* [WHAT NEEDS TO BE DONE] Write out the line that contains "of the woman's" and every line after it through the end of the entries, exactly as given and with no other lines.

* [RECORDS FOR PROCESSING]

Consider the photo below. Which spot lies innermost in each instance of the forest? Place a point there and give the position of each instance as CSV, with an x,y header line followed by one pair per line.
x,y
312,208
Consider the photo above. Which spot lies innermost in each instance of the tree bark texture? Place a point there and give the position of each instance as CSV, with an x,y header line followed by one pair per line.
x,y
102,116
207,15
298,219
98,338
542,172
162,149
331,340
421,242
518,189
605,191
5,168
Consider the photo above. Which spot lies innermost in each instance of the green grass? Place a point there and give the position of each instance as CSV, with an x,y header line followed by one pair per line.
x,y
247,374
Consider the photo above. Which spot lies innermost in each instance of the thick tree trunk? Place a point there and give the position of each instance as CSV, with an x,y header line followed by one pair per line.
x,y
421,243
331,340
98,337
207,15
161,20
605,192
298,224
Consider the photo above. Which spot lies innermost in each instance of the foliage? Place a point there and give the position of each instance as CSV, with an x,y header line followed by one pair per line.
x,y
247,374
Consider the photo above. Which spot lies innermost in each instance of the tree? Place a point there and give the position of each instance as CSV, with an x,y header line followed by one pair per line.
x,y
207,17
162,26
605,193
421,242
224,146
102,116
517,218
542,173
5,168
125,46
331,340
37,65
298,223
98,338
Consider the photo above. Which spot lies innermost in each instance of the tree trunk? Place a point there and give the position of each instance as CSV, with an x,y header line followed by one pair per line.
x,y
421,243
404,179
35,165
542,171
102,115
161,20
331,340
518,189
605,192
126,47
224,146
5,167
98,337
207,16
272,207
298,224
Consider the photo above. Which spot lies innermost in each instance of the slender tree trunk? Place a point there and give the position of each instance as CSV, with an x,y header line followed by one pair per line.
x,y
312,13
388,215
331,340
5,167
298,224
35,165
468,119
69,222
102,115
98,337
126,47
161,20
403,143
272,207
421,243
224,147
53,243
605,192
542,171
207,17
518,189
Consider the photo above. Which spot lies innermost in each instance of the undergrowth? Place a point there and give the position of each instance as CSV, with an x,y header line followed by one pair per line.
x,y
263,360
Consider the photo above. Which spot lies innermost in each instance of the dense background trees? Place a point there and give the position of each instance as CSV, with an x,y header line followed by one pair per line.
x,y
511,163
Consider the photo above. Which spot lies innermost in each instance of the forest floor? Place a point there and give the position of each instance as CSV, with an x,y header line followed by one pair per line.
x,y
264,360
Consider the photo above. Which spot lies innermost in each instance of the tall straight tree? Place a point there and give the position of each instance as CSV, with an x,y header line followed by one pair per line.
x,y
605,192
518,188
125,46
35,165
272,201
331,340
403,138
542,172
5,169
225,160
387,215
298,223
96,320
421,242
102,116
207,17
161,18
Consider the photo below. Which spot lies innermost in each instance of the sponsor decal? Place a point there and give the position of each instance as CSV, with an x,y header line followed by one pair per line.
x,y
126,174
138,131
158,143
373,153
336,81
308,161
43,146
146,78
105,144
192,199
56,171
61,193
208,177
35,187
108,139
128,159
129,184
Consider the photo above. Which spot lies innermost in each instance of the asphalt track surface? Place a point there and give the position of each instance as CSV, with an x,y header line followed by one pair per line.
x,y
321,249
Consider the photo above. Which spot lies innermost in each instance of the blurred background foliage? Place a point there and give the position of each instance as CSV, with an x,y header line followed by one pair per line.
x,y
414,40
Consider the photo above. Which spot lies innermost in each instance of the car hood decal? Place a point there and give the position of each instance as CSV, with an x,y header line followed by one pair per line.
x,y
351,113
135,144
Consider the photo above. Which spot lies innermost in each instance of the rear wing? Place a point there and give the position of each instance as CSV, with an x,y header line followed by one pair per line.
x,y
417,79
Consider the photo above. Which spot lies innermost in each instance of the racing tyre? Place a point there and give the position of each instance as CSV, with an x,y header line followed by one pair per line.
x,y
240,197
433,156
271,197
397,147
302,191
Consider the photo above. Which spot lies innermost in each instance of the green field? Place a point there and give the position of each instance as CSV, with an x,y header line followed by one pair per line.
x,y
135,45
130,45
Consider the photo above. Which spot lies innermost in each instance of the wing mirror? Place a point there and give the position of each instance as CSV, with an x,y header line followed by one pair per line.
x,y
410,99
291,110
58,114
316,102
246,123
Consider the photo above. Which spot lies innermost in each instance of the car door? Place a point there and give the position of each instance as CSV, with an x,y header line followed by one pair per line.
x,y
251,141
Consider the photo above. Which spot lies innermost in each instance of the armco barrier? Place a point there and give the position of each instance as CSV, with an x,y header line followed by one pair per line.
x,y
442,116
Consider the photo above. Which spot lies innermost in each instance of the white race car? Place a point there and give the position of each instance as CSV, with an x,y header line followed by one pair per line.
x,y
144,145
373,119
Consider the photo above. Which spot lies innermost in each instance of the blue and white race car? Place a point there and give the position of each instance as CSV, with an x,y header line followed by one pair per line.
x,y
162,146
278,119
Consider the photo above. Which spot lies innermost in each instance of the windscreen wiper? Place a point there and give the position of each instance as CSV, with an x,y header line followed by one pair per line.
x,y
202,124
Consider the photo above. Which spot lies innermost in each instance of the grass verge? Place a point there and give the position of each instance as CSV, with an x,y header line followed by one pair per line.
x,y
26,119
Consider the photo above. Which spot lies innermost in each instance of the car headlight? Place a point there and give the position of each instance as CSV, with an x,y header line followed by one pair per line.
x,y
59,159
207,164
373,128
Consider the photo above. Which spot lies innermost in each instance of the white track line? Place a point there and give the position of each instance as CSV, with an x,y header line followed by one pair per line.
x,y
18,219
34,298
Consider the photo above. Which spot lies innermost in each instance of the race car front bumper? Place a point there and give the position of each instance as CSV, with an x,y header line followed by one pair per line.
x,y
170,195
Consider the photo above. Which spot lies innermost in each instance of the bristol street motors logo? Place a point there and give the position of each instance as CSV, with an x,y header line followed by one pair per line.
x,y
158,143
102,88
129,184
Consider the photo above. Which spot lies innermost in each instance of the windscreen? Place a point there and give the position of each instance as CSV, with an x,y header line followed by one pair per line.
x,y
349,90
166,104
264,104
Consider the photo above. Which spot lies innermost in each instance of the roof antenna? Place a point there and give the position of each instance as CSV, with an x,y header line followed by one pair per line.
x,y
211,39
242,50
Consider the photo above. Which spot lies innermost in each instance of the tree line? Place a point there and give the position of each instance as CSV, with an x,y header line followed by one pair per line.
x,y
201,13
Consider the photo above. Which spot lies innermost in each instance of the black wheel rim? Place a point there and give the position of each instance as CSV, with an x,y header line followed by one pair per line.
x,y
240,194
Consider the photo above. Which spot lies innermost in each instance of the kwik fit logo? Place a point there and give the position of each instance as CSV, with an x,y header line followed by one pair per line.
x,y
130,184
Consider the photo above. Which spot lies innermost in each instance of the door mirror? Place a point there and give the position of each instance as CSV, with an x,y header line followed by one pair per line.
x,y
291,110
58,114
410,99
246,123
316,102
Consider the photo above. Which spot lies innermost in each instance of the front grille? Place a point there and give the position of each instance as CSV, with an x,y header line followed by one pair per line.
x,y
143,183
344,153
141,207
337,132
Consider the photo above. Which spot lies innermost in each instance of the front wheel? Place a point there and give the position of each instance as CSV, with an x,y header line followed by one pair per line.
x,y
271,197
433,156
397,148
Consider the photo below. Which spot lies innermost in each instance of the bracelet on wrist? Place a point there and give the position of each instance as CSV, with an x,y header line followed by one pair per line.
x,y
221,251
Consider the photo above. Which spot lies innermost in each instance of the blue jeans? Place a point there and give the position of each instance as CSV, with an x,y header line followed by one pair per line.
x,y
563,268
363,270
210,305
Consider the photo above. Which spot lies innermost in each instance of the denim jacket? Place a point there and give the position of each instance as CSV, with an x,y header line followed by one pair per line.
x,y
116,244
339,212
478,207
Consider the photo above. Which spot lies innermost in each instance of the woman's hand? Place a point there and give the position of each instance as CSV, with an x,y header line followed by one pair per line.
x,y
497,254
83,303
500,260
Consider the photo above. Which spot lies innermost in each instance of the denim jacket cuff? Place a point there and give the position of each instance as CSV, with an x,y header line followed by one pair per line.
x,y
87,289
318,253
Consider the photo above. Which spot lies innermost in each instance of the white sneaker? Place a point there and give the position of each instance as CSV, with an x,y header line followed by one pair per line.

* [YOUR SOLUTION]
Consider the photo above. Which spot lies innermost in each instance of the woman's hand? Place a point there and give the position of each instance as CSV, with an x,y header line followed by one pair per line.
x,y
497,254
83,303
500,260
Consider the photo above. Which spot lies innermost in each instance of the denim jacket cuff? Place a point there and give the position of each instance as CSV, with an x,y header line followed by one pair per line.
x,y
87,289
318,253
Consider the photo above. Which spot lies innermost in each instance of the white sneaker? Place a point there and give the position of each instance as CSV, with an x,y header line followed by one pair per line.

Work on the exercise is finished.